Problem to work on | Copy the lines verbatim, beginning with the line that contains "Mark the stone" and continuing through the end of the data, and only those lines.

Entries shown |
****
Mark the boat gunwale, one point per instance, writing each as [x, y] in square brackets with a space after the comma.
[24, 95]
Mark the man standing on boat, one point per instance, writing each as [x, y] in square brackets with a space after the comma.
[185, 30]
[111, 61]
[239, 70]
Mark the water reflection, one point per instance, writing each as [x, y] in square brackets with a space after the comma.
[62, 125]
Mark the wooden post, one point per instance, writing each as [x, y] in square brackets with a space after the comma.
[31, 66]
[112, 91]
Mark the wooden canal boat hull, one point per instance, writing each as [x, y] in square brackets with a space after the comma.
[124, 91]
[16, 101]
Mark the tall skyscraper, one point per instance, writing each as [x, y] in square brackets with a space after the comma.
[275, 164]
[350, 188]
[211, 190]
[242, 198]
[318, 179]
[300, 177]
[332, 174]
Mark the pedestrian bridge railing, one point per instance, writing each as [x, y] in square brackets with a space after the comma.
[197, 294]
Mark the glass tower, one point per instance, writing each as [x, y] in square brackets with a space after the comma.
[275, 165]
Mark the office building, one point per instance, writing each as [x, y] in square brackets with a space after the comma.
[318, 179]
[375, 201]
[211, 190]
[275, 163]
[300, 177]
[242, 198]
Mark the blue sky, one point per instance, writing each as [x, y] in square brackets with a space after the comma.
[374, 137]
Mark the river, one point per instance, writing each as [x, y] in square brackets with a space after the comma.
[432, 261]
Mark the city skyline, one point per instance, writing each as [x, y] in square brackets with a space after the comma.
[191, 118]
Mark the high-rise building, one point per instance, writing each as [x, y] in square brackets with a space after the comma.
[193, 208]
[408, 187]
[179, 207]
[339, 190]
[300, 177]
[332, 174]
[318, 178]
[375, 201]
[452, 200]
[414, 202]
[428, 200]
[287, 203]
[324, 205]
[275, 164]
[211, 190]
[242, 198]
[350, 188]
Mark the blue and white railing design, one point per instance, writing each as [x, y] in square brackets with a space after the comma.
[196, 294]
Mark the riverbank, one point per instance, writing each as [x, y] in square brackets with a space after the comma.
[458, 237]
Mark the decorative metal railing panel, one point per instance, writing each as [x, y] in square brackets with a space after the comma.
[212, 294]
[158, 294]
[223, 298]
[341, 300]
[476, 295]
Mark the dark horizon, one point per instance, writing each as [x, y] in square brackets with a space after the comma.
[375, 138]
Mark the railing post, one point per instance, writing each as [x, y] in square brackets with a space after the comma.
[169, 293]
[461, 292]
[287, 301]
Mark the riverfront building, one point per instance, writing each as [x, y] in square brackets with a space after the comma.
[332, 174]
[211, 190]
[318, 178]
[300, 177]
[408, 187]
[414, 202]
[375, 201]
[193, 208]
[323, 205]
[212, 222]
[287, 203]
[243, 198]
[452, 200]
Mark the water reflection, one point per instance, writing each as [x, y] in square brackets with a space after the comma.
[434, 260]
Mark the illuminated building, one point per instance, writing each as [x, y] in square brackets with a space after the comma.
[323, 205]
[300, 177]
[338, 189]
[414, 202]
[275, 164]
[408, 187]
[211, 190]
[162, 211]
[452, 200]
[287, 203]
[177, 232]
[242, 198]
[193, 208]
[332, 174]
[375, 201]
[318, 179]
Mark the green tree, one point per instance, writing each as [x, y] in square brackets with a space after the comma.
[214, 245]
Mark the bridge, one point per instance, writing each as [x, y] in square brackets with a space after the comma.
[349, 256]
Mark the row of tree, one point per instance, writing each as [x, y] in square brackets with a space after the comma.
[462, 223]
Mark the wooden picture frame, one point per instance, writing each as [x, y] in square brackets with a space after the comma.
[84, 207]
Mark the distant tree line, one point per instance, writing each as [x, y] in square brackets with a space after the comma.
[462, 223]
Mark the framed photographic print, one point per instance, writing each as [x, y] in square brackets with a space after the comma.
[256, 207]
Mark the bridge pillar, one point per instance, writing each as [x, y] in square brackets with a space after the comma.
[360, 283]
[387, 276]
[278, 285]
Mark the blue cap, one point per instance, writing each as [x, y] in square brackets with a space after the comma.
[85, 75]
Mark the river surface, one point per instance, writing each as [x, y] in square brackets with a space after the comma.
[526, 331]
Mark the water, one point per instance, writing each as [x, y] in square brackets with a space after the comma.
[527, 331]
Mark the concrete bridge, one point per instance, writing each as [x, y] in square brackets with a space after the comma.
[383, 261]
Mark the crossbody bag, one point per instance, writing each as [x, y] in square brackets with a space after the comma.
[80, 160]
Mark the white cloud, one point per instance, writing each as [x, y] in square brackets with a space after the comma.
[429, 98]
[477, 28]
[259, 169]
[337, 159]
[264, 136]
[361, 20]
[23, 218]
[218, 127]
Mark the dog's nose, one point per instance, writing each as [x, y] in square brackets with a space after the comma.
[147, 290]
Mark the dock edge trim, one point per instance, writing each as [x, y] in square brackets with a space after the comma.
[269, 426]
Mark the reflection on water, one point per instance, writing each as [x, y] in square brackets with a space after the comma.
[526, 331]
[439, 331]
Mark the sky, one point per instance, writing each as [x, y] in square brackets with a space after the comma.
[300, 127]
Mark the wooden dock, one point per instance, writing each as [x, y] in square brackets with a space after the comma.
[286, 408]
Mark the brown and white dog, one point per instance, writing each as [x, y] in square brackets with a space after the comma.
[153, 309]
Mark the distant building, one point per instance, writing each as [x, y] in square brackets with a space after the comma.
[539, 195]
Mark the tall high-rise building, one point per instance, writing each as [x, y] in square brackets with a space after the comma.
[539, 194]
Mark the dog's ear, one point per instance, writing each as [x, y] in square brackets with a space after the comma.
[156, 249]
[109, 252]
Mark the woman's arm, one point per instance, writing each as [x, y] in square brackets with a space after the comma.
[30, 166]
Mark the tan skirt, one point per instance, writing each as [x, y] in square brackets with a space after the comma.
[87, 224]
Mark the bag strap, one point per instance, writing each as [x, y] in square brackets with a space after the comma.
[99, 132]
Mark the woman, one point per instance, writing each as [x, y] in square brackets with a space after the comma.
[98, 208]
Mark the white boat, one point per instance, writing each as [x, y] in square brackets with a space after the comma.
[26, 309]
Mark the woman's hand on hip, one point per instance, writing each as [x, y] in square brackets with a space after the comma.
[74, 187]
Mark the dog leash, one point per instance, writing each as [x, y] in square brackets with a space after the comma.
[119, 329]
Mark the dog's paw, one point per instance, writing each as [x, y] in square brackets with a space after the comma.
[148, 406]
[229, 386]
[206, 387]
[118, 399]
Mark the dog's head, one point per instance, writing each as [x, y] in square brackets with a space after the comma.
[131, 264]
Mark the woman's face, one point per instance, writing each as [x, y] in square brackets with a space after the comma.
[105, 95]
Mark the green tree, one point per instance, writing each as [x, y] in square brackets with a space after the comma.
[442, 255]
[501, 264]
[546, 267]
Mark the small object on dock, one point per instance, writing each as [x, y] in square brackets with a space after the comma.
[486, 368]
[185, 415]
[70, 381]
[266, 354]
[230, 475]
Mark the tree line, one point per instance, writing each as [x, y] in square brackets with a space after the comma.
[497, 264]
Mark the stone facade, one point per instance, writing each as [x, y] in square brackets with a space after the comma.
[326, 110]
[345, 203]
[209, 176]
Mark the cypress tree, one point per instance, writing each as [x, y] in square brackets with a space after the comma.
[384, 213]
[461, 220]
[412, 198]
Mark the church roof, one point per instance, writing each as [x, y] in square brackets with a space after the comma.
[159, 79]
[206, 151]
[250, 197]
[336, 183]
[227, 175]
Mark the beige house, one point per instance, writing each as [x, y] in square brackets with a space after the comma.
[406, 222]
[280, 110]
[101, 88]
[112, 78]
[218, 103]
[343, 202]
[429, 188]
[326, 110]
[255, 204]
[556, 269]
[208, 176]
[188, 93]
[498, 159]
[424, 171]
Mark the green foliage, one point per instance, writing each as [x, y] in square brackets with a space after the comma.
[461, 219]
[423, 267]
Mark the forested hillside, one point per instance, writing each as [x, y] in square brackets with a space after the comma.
****
Response to the exercise |
Mark the stone facade, one point per instance, writing each as [x, y] in square brackets with a space after the comma.
[326, 110]
[345, 203]
[209, 176]
Mark the cypress tree, one point per instance, writing each as [x, y] in square brackets with a space after the comma.
[384, 213]
[461, 220]
[412, 198]
Mark the church roof, one point per instance, writing each as [x, y] in square brackets with a space after the comma.
[159, 79]
[206, 151]
[250, 197]
[336, 183]
[227, 175]
Mark the beige house, one point per instance, writing each as [x, y] in square brackets with a space after the comma.
[406, 222]
[280, 110]
[101, 88]
[112, 78]
[218, 103]
[343, 202]
[429, 188]
[326, 110]
[255, 204]
[556, 269]
[208, 176]
[188, 93]
[498, 159]
[424, 171]
Mark the green foliage, one point per instance, writing each as [x, y] in square brackets with a space after the comma.
[461, 219]
[423, 267]
Mark the forested hillside, one point per instance, writing each as [x, y] in square brackets with a space after the comma.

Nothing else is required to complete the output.